----- ENTRIES PROVIDED -----
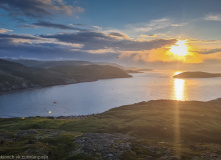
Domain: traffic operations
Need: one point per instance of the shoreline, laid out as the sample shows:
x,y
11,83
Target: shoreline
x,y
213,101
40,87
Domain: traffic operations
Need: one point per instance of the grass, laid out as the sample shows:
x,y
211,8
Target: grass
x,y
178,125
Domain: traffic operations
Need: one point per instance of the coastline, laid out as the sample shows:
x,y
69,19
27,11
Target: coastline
-----
----- ENTRIES PROVIDED -----
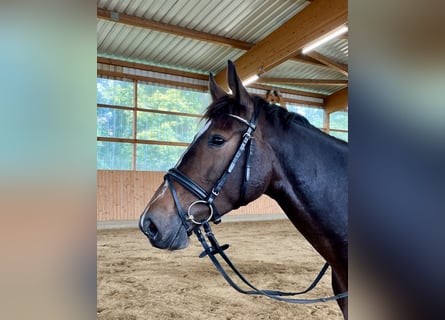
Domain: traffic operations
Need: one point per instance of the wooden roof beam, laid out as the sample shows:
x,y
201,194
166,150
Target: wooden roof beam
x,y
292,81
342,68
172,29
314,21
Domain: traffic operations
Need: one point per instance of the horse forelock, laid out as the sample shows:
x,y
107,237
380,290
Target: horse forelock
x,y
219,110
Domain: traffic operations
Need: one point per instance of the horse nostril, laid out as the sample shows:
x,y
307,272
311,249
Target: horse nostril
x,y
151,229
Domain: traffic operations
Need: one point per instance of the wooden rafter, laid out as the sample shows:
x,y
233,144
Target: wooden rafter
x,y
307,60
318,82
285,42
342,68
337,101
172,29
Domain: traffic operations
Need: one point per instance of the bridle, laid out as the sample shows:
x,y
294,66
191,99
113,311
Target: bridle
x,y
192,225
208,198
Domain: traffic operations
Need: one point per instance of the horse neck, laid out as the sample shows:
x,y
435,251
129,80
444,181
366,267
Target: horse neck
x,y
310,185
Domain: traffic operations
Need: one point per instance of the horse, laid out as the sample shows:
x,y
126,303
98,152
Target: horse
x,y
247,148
-----
> [WORK TO DO]: Count the lines in the data above that contain the string "forelock", treating uppercase and lowercase as different. Give only the number.

> [OUTPUT]: 2